** REQUIREMENT **
Gather each line of the entries below that includes "tree".

Start of GIVEN DATA

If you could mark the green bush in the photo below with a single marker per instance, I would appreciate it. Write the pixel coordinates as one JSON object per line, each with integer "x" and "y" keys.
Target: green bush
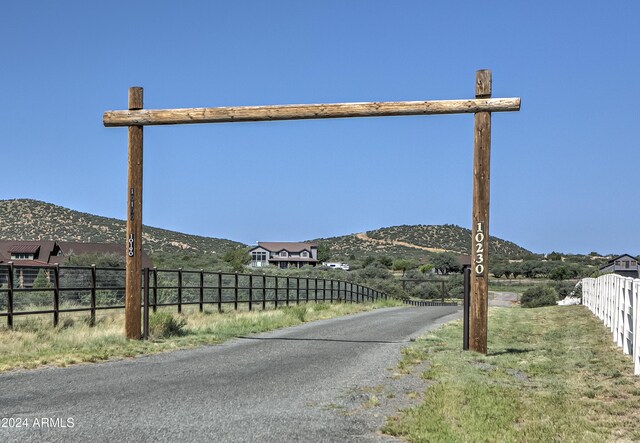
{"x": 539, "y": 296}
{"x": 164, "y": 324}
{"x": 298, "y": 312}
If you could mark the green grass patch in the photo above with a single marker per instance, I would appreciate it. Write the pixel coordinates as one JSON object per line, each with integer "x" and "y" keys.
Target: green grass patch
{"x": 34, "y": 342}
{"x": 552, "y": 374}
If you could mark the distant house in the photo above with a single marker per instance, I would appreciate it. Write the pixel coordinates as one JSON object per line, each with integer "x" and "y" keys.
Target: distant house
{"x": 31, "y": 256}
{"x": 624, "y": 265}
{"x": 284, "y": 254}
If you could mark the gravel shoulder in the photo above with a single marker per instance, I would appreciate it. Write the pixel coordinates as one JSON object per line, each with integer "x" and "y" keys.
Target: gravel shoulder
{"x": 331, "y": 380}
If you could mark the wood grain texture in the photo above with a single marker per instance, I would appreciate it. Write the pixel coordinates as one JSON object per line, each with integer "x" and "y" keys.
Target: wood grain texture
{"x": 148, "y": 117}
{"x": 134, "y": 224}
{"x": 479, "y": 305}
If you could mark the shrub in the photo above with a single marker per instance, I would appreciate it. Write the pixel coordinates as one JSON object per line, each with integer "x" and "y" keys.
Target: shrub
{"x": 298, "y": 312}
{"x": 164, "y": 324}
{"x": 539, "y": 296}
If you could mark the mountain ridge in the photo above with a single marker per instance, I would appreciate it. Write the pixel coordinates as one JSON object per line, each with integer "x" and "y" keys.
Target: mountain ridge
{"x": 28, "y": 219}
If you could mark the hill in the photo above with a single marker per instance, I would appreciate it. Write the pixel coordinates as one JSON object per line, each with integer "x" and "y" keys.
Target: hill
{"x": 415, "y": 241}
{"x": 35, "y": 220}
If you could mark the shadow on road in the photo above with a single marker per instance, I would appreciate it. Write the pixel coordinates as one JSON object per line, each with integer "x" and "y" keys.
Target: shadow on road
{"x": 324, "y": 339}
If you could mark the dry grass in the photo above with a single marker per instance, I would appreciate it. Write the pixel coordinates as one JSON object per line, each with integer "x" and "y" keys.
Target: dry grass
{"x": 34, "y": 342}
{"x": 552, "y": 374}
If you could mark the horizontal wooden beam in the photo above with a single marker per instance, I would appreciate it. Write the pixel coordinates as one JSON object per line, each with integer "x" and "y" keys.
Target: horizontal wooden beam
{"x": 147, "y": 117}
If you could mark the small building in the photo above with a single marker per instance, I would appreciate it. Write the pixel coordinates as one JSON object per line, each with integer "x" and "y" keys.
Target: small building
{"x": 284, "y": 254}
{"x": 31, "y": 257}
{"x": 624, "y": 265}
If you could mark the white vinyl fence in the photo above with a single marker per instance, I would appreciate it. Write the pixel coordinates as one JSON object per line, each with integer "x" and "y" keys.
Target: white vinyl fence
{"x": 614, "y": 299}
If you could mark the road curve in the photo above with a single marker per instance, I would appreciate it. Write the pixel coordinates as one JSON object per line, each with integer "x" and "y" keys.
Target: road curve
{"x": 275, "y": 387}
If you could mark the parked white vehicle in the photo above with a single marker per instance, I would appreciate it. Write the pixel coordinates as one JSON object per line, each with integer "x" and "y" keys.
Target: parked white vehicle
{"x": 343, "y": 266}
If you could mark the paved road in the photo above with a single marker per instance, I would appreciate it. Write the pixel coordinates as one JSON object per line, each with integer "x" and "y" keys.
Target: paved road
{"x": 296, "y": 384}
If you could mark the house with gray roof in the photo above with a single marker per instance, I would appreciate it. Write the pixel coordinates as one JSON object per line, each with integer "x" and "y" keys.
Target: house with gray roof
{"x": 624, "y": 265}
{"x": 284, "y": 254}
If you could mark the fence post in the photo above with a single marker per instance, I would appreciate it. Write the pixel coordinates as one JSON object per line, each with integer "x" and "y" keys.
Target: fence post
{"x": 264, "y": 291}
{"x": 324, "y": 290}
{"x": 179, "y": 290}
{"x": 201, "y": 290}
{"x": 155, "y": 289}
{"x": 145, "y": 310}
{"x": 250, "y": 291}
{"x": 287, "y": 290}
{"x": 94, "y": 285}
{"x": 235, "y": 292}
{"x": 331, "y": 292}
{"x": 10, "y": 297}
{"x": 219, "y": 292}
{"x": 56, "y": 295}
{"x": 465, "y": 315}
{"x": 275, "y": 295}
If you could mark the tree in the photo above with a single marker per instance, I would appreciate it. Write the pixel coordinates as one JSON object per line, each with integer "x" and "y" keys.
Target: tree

End of GIVEN DATA

** PROBLEM SOLUTION **
If you could mark the tree in the photo above with a single marker per instance, I would appreciate it. Write the pixel coordinates as one JSON object per line, each with integer "x" and "y" keys.
Target: tree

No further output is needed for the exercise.